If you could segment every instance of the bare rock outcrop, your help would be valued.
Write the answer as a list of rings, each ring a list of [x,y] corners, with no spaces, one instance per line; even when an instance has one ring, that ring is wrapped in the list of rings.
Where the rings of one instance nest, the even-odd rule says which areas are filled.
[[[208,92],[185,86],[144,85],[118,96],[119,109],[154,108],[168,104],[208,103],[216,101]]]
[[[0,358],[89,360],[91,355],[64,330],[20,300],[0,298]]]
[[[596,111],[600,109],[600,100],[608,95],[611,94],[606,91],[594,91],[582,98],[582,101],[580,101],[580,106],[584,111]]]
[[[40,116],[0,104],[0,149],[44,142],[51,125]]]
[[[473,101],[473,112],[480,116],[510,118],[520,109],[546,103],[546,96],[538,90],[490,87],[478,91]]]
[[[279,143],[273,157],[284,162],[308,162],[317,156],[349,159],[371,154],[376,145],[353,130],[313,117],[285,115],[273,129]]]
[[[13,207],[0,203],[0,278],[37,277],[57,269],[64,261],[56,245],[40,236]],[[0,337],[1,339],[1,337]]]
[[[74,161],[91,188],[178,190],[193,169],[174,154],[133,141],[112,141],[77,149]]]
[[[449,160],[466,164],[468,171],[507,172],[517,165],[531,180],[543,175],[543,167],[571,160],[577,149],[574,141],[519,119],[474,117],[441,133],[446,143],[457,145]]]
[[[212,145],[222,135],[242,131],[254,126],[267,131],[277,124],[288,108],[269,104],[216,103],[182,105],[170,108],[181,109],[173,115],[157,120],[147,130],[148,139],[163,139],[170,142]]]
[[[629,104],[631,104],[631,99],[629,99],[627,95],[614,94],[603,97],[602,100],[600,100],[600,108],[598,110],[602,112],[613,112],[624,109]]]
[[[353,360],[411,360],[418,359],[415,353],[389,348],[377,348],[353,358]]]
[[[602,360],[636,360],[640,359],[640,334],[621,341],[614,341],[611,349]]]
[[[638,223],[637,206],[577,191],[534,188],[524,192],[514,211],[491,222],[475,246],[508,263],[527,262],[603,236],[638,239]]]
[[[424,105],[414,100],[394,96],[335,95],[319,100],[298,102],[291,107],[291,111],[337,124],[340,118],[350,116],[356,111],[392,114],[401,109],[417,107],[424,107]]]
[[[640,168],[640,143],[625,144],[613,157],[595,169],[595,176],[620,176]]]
|---|
Your goal. Retype each record exactly, leaving nothing out.

Response to this task.
If you could segment every instance of the bare rock outcrop, your help would be valued.
Write the answer as a list of rings, each ring a list of [x,y] corners, with no spaces, one instance per line; even when an instance has one ring, that ring is wrapped in the list of rings.
Where the rings of one instance nest, the even-odd rule says which areas are filled.
[[[208,92],[185,86],[144,85],[118,96],[119,109],[154,108],[168,104],[208,103],[216,101]]]
[[[0,358],[89,360],[91,355],[64,330],[20,300],[0,298]]]
[[[596,111],[600,109],[600,100],[608,95],[611,94],[606,91],[594,91],[582,98],[582,101],[580,101],[580,106],[584,111]]]
[[[40,116],[0,104],[0,149],[44,142],[51,125]]]
[[[473,101],[473,112],[480,116],[510,118],[520,109],[546,103],[546,96],[538,90],[490,87],[478,91]]]
[[[279,143],[273,157],[284,162],[308,162],[317,156],[349,159],[371,154],[376,145],[353,130],[313,117],[285,115],[273,129]]]
[[[13,207],[0,203],[0,278],[37,277],[57,269],[64,261],[56,245],[40,236]],[[0,337],[1,339],[1,337]]]
[[[74,161],[91,188],[178,190],[193,169],[174,154],[133,141],[112,141],[77,149]]]
[[[449,160],[466,164],[468,171],[507,172],[517,165],[531,180],[543,175],[543,167],[571,160],[577,149],[574,141],[519,119],[474,117],[441,133],[446,143],[457,145]]]
[[[212,145],[222,135],[242,131],[254,126],[267,131],[277,124],[288,108],[269,104],[216,103],[182,105],[170,108],[181,109],[173,115],[157,120],[147,130],[148,139],[163,139],[170,142]]]
[[[629,104],[631,104],[631,99],[629,99],[627,95],[614,94],[603,97],[602,100],[600,100],[600,108],[598,110],[602,112],[613,112],[624,109]]]
[[[353,360],[411,360],[418,359],[415,353],[389,348],[377,348],[353,358]]]
[[[602,360],[636,360],[640,359],[640,334],[621,341],[614,341],[611,349]]]
[[[638,223],[637,206],[577,191],[534,188],[524,192],[514,211],[491,222],[475,246],[508,263],[527,262],[603,236],[638,239]]]
[[[424,105],[414,100],[394,96],[335,95],[319,100],[298,102],[291,107],[291,111],[337,124],[340,118],[350,116],[356,111],[392,114],[401,109],[417,107],[424,107]]]
[[[640,168],[640,143],[625,144],[613,157],[595,169],[595,176],[620,176]]]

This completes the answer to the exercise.